- What to do -
Retype the Mojaloop Foundation passage below word for word, from "2. Instant Push" to "of economic growth.".

- Text to read -
— begin —
In case you haven’t heard, the Global CBDC Challenge is well underway, and here at the Mojaloop Foundation we are thrilled to be a technology partner. The challenge invited submissions for “innovative CBDC solutions to enhance payment efficiencies and promote financial inclusion,” and judges are currently working on selecting a shortlist of finalists to pitch their solutions at this year’s Singapore FinTech Festival in November for the chance to win $50,000.

As a technical partner of the challenge, the Mojaloop Foundation will be providing a sandbox for teams to simulate interactions with last mile DFS providers via instant, interoperable push payment rails alongside CBDC solutions that help ensure the digital divide doesn’t widen by landing funds into accounts that customers already hold and trust.

But before getting more into that, let’s take a step back a bit. At its core, the Mojaloop Foundation is all about financial inclusion, and there are three elements that really matter when we think about financial inclusion and digital payments:

  1. Interoperability: Inclusive rails ensure that last mile customers can send or spend with everyone in the formal financial ecosystem digitally and cost effectively, no matter where they choose to bank or how old their mobile phone is.
  2. Instant Push Payments: Push payments that are settled to the recipients instantly build trust, help the underserved budget and let merchants improve liquidity and drive the foundations of economic growth.
  3. Support for Last-Mile Innovation Ecosystems: Last-mile support is fundamental to delivering real-time, relevant services that are important to those who are currently financially excluded.
— end —
- Supplied data -
— begin —
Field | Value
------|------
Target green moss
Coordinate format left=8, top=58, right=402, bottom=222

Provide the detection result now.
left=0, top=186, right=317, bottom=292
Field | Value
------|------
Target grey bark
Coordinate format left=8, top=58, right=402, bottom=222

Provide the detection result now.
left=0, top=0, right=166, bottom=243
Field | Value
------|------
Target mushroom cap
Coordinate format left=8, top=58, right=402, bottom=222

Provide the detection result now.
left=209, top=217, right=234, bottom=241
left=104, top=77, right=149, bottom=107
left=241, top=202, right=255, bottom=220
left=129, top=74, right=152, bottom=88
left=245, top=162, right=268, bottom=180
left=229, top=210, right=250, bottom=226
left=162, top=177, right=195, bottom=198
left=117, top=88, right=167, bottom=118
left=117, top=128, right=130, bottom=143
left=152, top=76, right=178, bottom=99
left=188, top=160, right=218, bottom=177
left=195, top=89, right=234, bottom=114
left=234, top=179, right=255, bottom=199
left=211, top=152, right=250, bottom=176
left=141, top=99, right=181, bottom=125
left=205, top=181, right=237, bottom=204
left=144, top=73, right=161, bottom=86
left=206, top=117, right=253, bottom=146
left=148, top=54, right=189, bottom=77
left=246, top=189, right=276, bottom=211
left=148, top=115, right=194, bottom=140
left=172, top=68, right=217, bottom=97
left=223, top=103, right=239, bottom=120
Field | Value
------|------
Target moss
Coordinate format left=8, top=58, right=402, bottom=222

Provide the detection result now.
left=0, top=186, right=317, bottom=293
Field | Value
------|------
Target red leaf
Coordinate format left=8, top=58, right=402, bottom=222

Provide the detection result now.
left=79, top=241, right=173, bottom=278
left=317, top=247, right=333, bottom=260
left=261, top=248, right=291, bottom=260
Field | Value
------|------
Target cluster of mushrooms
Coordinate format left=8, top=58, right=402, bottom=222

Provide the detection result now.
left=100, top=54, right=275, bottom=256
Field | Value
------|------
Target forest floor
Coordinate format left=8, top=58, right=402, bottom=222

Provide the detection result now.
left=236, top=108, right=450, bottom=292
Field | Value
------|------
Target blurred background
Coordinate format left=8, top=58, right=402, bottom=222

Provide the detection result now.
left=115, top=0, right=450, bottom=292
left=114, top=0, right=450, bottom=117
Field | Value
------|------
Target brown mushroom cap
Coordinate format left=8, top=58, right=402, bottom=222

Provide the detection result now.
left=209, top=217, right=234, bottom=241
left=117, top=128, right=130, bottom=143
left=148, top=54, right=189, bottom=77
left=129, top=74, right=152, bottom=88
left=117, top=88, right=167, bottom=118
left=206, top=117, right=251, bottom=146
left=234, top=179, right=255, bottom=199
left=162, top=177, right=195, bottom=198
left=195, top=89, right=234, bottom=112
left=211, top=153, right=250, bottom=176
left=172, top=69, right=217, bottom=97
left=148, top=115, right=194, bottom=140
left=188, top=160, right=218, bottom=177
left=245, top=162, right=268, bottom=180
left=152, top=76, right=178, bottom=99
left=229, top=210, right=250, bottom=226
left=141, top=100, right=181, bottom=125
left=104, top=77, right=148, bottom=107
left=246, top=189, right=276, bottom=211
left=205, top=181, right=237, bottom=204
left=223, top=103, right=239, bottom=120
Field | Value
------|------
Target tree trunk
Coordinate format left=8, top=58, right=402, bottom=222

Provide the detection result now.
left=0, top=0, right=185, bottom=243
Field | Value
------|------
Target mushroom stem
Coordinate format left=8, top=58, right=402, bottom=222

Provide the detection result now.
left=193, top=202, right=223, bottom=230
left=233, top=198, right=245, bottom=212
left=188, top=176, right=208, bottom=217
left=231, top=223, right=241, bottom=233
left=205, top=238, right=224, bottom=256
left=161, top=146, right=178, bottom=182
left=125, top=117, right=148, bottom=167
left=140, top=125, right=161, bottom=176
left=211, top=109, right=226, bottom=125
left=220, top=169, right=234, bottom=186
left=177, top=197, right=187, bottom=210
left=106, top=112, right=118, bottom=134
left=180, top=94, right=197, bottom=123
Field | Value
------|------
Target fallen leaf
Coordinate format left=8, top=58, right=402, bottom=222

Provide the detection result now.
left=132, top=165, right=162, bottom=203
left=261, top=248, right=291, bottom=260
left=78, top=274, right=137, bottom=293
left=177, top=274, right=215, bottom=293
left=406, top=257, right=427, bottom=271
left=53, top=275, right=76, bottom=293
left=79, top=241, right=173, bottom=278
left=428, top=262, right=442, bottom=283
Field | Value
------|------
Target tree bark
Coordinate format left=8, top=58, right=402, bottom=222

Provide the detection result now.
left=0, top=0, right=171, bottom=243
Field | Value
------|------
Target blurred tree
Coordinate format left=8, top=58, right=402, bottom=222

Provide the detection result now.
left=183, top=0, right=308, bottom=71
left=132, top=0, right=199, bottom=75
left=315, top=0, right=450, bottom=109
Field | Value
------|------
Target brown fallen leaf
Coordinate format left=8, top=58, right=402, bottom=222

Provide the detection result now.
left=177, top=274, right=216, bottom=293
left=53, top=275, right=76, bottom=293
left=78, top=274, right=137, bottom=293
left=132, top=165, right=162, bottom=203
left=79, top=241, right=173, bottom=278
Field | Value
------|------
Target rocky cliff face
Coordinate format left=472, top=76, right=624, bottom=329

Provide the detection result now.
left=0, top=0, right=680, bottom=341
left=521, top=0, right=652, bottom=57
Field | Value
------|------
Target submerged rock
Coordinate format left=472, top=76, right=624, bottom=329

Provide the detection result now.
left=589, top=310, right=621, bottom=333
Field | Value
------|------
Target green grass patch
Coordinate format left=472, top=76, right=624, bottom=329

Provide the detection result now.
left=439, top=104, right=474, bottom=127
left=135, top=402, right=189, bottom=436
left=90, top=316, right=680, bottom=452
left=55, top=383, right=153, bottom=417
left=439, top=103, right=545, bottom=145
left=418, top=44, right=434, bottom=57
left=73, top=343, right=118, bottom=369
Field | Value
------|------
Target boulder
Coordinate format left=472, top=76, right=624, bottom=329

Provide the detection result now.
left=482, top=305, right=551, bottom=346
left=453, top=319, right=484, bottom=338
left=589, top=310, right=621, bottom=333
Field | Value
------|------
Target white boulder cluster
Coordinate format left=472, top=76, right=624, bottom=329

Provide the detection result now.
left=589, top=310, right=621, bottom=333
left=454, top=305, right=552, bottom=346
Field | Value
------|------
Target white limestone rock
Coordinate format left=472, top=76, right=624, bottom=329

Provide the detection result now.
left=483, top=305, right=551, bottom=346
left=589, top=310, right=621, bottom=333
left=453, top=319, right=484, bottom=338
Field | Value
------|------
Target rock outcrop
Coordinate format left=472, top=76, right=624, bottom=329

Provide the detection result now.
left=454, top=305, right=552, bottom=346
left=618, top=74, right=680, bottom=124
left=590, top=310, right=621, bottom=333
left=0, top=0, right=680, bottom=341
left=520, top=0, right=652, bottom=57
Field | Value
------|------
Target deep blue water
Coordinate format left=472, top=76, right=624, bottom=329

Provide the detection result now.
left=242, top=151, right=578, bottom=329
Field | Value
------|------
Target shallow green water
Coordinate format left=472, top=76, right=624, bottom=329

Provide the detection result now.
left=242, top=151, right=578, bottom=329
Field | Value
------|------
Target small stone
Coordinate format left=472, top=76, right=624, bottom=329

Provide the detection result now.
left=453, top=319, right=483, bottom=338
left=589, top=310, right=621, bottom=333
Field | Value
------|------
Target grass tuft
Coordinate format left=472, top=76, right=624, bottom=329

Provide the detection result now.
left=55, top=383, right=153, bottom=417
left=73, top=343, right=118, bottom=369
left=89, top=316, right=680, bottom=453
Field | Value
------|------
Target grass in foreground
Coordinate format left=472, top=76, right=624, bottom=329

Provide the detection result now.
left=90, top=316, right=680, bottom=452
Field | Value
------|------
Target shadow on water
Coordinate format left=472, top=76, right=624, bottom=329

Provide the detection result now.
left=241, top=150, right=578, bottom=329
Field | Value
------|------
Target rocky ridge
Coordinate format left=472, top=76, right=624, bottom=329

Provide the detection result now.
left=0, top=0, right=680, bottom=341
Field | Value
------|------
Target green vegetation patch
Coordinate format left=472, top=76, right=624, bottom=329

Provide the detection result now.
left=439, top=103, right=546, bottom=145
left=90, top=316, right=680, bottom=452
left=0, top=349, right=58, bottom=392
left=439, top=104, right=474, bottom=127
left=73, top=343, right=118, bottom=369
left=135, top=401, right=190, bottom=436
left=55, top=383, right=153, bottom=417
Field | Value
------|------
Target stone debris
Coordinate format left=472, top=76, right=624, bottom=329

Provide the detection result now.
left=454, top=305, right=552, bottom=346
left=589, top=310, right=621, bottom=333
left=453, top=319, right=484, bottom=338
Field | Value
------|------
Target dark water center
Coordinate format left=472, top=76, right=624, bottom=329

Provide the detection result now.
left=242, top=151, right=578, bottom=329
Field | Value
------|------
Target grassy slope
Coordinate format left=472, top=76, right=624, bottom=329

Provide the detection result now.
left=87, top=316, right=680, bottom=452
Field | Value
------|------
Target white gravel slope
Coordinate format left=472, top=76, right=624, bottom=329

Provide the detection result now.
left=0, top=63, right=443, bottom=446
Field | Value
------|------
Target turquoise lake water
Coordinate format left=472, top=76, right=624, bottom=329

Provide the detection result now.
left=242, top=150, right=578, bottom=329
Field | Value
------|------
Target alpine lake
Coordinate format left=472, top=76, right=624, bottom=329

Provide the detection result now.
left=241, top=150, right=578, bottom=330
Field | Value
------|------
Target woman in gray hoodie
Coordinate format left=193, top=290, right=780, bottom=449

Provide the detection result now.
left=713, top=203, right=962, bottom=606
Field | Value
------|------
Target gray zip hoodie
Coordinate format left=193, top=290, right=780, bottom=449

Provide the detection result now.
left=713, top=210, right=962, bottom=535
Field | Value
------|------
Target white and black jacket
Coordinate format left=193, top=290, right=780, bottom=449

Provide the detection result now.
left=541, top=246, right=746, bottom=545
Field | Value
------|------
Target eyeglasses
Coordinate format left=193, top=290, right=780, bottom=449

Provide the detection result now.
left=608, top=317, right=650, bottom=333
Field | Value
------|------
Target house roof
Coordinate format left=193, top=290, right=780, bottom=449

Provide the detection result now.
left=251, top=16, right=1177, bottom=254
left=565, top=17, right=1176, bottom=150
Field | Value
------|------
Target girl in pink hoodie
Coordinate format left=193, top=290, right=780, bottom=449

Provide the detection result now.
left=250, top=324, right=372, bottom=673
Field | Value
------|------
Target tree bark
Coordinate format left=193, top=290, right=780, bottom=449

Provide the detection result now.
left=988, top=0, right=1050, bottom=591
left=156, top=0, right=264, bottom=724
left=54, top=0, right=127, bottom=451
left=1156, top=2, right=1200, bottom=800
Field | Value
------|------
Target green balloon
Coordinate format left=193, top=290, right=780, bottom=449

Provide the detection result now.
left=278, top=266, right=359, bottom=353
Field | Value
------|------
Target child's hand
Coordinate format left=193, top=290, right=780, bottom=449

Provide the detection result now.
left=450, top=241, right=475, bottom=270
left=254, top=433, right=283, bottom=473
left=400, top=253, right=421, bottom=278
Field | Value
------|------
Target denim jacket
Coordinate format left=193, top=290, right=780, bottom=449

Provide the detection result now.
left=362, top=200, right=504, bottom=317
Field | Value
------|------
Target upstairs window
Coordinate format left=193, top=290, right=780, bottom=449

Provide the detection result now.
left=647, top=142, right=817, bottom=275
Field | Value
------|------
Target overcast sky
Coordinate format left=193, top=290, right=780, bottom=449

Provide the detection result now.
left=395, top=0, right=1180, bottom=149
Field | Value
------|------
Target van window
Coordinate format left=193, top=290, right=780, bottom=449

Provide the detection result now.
— end —
- Output of the task -
2. Instant Push Payments: Push payments that are settled to the recipients instantly build trust, help the underserved budget and let merchants improve liquidity and drive the foundations of economic growth.